■ Actions to take ■
(1) Quote the passage on summer oddities word for word, everything from "In early August" down to "garlic ice cream.".
(2) Name every event that the passage on summer oddities lists under the heading "Closer to home: more summer observances".

--- START OF Text passage ---

Toe wrestling got its start in a pub in the mid-seventies. Like most things this weird, some folks take it pretty serious.
The current world professional toe wrestling champ, 34-year-old Ben Woodroffe, had the nails on his big toes surgically removed to avoid the pain he experienced from excess pressure on his nail beds during wrestling bouts.
“Probably when I told my missus that I was a toe-wrestler, she instantly thought I was a bit of a weirdo,” he’s reported to have said.
Just a bit, dude. Good thing you’d already married her.
The idea of locking unshorn feet with some sweaty stranger in a pub — or anywhere, really — comes in close to last on my list of Fun Things To Do In The Summer.
Closer to home: more summer observances
Heading east to west, these include the Coney Island Mermaid Parade — which just took place last weekend, so sorry if you missed it — as well as the High Heel Race, a Pride event that takes place in cities all over the country, including San Antonio, Texas and has wildly dressed folks racing down streets in their stilettos.
Honestly, those two sound pretty fabulous.
In early August you can head to California for the Gilroy Garlic Festival, a wacky celebration of all things garlic. It’s a huge draw for foodies, if not vampires. This is a festival I could imagine attending, being a garlic fan. But I’ll stay away from one of its featured attractions: garlic ice cream.
Finally, you may or may not have missed your chance to enjoy this year’s World (or National) Naked Bike Ride Day. According to the website International Days, this event was founded in 2004 to “mobilize the general public against oil dependency and celebrate the human body.”
Anyway, WNBRD’s motto is “bare as you dare,” aiming to “deliver a vision of a cleaner, safer, body-positive world.” Now its focus is more on advocating for cycling, including bicycle safety.

--- END OF Text passage ---
--- START OF Dataset rows ---

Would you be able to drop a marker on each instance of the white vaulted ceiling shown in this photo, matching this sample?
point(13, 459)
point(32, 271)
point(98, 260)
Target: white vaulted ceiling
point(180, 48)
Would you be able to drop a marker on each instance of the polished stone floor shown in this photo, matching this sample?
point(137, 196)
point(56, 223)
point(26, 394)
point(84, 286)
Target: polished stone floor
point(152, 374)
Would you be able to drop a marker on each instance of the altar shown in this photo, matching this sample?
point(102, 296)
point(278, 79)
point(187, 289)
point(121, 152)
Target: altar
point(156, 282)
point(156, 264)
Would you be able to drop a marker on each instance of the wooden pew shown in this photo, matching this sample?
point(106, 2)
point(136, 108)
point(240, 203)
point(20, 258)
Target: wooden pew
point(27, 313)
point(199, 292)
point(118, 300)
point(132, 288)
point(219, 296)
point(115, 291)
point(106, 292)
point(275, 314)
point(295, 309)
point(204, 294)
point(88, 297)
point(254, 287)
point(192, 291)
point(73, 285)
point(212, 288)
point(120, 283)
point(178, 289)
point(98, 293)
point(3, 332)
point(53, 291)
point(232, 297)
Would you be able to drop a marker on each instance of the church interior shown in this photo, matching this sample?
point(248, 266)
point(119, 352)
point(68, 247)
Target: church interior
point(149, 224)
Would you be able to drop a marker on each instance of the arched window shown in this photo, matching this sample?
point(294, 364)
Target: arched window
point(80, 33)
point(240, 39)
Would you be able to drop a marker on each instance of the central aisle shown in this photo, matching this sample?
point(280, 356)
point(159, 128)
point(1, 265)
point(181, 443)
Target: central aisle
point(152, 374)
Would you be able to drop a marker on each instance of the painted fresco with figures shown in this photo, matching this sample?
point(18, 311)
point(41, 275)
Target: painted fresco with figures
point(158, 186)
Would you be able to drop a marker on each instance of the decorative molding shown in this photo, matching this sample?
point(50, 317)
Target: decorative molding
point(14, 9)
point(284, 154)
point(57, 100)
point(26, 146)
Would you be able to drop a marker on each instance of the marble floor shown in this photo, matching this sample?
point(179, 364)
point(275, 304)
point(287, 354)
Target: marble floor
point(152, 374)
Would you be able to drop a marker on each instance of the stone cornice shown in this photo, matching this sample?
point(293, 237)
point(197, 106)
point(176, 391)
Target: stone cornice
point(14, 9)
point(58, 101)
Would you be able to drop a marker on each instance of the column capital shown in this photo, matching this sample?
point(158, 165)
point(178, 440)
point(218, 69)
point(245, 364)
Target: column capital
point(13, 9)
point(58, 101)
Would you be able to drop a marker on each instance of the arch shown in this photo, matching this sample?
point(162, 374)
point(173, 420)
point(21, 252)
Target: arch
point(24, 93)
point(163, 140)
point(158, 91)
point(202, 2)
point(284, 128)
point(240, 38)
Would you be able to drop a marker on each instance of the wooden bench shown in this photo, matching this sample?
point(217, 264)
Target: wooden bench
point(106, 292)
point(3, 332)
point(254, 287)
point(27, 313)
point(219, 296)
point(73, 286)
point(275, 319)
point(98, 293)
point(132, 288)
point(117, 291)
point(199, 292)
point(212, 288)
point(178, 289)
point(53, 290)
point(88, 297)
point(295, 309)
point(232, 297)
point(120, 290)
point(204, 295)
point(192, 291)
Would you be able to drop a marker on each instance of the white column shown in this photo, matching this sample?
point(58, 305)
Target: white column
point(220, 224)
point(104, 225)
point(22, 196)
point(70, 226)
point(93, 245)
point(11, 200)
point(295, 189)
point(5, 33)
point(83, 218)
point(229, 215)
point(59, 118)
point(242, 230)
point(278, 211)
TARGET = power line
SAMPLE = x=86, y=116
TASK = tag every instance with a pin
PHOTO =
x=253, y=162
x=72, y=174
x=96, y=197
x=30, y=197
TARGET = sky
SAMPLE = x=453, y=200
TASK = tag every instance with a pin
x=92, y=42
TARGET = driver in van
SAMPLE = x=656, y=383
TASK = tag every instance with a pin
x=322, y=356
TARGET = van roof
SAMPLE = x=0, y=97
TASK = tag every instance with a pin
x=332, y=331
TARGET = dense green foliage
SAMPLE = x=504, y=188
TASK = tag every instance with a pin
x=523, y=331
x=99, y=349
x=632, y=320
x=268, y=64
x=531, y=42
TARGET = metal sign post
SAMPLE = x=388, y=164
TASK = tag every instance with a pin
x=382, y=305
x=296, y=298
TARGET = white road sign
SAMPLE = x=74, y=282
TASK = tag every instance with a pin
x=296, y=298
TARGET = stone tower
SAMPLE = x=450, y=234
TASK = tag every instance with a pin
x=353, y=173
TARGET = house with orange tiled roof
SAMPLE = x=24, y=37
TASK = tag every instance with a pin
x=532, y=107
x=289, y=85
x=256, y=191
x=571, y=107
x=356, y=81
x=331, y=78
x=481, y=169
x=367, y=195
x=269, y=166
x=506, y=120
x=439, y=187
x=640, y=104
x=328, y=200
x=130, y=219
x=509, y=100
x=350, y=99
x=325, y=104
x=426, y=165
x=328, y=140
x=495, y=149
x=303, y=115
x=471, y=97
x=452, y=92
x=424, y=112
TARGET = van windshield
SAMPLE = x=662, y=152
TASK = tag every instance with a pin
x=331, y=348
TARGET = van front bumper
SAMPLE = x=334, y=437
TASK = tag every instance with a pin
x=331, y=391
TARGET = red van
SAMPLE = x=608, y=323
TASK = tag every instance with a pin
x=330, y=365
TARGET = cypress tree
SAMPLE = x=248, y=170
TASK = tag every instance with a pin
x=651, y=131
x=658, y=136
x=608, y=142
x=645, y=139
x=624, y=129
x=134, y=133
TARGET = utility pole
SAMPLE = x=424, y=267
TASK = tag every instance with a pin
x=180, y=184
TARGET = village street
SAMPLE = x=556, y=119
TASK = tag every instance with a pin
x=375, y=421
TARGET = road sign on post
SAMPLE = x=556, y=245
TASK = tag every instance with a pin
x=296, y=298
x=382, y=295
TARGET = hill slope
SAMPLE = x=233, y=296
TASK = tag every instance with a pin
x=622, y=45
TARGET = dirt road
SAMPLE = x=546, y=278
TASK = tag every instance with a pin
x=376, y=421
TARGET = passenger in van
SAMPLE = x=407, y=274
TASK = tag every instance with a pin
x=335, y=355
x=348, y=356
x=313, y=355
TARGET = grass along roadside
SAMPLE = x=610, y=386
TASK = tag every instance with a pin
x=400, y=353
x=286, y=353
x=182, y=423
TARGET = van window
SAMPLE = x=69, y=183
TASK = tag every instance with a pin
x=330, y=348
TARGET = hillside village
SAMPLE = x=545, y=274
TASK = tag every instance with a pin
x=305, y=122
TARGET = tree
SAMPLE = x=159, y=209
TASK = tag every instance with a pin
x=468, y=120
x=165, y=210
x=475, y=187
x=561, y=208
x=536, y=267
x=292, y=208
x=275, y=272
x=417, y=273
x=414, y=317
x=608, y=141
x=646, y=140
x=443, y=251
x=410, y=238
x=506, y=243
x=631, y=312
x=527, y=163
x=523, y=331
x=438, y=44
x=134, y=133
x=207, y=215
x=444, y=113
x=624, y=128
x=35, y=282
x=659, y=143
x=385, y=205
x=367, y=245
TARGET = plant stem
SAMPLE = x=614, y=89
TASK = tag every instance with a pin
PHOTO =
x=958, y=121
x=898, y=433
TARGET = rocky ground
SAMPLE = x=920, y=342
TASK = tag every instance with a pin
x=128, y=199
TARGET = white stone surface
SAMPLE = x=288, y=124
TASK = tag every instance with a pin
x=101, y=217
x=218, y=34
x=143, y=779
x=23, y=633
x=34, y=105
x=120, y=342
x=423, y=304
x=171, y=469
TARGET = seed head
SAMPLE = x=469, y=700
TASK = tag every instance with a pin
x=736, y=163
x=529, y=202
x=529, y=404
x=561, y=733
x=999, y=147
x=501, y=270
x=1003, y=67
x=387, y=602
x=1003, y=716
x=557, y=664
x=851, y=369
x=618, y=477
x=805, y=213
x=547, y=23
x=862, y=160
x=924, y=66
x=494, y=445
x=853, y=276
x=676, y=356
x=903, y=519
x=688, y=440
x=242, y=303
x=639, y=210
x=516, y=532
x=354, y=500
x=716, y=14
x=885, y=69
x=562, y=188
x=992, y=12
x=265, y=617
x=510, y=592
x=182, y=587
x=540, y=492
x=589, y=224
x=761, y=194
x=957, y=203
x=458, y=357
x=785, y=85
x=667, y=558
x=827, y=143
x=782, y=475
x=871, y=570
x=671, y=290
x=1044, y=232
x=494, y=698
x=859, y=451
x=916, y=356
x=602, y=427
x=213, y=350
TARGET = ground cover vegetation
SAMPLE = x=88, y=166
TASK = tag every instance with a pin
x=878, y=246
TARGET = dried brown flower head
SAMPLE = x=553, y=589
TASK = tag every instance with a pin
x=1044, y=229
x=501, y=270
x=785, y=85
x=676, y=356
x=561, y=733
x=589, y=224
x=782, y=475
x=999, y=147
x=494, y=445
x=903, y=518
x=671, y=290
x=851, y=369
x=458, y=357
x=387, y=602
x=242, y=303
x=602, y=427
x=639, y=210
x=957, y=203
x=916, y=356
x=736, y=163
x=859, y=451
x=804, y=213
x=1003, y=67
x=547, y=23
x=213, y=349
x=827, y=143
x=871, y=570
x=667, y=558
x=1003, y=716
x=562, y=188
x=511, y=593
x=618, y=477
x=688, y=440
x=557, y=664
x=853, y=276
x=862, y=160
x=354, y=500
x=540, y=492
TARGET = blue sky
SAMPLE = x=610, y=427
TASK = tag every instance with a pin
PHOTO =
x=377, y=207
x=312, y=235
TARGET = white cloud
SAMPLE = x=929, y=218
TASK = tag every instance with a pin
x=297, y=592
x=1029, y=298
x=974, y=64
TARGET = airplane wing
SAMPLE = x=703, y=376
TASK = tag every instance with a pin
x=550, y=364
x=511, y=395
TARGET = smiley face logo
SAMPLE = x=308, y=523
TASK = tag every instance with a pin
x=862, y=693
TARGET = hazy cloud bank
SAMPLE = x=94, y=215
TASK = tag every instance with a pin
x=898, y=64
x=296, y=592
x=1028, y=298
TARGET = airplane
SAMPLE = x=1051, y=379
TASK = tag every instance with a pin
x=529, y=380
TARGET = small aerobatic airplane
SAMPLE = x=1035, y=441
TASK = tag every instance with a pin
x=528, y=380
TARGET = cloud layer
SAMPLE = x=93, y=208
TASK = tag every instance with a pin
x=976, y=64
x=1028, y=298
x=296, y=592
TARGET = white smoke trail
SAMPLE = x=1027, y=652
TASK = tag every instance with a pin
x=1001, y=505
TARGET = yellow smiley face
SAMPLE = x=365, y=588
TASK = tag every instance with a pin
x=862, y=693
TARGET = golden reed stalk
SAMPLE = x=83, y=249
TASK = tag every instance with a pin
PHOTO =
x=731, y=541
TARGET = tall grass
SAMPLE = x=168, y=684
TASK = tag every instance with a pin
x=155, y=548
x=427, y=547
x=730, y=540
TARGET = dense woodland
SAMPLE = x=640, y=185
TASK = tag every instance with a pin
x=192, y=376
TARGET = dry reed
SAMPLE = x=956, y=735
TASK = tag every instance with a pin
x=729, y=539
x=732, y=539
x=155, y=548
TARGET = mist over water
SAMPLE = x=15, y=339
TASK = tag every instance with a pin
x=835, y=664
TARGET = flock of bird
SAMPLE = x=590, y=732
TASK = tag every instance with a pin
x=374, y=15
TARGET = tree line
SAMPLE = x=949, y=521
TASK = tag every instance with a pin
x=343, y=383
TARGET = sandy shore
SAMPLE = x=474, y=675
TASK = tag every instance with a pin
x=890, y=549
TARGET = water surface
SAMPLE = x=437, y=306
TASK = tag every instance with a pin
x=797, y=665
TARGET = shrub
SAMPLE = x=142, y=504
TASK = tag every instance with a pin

--- END OF Dataset rows ---

■ Expected results ■
(1)
In early August you can head to California for the Gilroy Garlic Festival, a wacky celebration of all things garlic. It’s a huge draw for foodies, if not vampires. This is a festival I could imagine attending, being a garlic fan. But I’ll stay away from one of its featured attractions: garlic ice cream.

(2)
- Coney Island Mermaid Parade
- High Heel Race
- Gilroy Garlic Festival
- World (or National) Naked Bike Ride Day